▶ [What to do] The listing below holds a line with "task | place a point on the traffic" and a line with "x=311, y=26". Reproduce those two lines exactly, plus everything between them.

▶ [Provided entries]
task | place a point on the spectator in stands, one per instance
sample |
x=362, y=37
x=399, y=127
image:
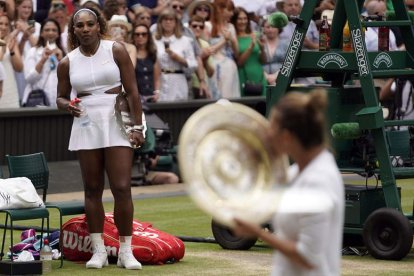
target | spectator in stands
x=142, y=16
x=154, y=6
x=197, y=25
x=224, y=47
x=12, y=62
x=10, y=7
x=2, y=77
x=251, y=53
x=94, y=4
x=120, y=29
x=175, y=53
x=59, y=12
x=28, y=34
x=305, y=243
x=311, y=41
x=41, y=62
x=293, y=8
x=275, y=50
x=101, y=146
x=147, y=69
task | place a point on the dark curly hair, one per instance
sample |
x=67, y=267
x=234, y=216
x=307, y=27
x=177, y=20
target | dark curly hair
x=73, y=41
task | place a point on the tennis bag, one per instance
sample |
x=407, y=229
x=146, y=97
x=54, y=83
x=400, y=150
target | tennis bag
x=149, y=245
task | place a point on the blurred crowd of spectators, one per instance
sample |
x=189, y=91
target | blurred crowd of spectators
x=181, y=49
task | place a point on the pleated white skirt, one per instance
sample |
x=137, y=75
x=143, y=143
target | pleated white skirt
x=103, y=130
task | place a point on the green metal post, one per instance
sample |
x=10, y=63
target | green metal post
x=388, y=182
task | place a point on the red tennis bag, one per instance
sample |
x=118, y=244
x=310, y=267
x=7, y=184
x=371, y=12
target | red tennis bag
x=149, y=245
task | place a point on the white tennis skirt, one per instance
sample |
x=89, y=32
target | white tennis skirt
x=103, y=130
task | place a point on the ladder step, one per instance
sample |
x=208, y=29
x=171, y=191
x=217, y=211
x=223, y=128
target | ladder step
x=392, y=73
x=393, y=23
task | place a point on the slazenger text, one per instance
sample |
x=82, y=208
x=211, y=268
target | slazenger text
x=291, y=54
x=361, y=58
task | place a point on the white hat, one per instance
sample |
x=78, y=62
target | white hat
x=117, y=19
x=83, y=2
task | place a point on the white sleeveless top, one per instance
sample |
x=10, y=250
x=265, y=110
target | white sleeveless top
x=95, y=74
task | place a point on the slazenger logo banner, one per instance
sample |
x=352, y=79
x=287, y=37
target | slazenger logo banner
x=291, y=54
x=82, y=243
x=332, y=58
x=362, y=60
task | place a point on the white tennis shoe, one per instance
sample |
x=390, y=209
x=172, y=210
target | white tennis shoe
x=99, y=258
x=126, y=259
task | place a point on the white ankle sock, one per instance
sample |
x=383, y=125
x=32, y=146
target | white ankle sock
x=126, y=244
x=97, y=241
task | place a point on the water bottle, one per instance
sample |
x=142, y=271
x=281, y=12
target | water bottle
x=383, y=37
x=53, y=62
x=324, y=35
x=46, y=257
x=84, y=119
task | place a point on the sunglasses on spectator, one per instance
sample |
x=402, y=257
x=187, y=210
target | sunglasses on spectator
x=58, y=5
x=197, y=26
x=206, y=9
x=141, y=34
x=177, y=7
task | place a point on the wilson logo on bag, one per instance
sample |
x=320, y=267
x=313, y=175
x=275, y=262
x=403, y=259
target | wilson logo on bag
x=149, y=245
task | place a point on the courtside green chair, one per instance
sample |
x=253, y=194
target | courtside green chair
x=37, y=178
x=36, y=164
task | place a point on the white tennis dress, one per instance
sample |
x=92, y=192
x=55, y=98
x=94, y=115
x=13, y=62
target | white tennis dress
x=95, y=75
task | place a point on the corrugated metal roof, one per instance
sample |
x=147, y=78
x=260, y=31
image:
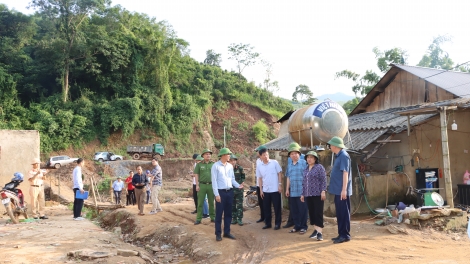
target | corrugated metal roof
x=366, y=128
x=454, y=82
x=384, y=119
x=359, y=139
x=281, y=143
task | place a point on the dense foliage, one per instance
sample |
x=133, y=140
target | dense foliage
x=111, y=70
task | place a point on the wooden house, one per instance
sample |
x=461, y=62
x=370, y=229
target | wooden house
x=396, y=130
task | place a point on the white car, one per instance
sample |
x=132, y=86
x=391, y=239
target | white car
x=58, y=161
x=104, y=155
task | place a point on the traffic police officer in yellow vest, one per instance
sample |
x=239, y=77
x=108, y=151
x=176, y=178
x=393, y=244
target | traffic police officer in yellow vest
x=237, y=208
x=202, y=173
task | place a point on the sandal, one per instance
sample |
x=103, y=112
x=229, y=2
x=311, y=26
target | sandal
x=293, y=230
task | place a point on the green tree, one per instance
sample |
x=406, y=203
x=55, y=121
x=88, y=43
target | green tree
x=351, y=104
x=68, y=16
x=244, y=55
x=268, y=84
x=385, y=58
x=364, y=84
x=213, y=58
x=303, y=95
x=436, y=57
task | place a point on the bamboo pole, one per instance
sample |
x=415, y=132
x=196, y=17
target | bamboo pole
x=93, y=191
x=111, y=193
x=97, y=191
x=446, y=157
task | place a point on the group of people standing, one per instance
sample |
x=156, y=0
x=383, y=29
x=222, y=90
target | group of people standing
x=221, y=181
x=136, y=185
x=306, y=187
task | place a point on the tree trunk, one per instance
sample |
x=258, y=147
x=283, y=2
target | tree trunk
x=65, y=85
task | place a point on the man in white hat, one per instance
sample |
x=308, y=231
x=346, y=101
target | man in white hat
x=36, y=189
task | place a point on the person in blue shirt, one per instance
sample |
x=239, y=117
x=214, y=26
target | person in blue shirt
x=294, y=175
x=290, y=221
x=140, y=180
x=341, y=188
x=223, y=181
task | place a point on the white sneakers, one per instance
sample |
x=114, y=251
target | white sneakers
x=156, y=211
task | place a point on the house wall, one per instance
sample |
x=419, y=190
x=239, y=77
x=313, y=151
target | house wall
x=408, y=89
x=17, y=150
x=284, y=129
x=427, y=139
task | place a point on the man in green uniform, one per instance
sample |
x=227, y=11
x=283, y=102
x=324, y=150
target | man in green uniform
x=237, y=207
x=202, y=173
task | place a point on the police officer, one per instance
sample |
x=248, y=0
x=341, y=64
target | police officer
x=237, y=207
x=202, y=173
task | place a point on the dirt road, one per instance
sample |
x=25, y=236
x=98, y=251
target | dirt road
x=49, y=241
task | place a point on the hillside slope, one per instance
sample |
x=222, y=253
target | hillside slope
x=238, y=119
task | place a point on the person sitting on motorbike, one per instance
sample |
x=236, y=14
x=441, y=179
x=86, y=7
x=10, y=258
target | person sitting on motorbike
x=36, y=189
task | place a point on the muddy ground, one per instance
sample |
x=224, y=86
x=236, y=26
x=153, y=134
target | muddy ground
x=171, y=237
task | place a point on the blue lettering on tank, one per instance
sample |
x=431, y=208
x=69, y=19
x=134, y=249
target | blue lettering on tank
x=322, y=107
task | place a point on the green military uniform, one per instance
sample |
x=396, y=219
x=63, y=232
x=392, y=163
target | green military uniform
x=203, y=170
x=237, y=206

▶ [Completed exercise]
task | place a point on the traffic police officer in yellow vest, one per instance
sample |
x=239, y=77
x=108, y=151
x=176, y=178
x=393, y=244
target | traffic police officer in yellow vest
x=237, y=208
x=202, y=173
task | place a point on the sandal, one per instance
sample |
x=103, y=112
x=229, y=2
x=311, y=26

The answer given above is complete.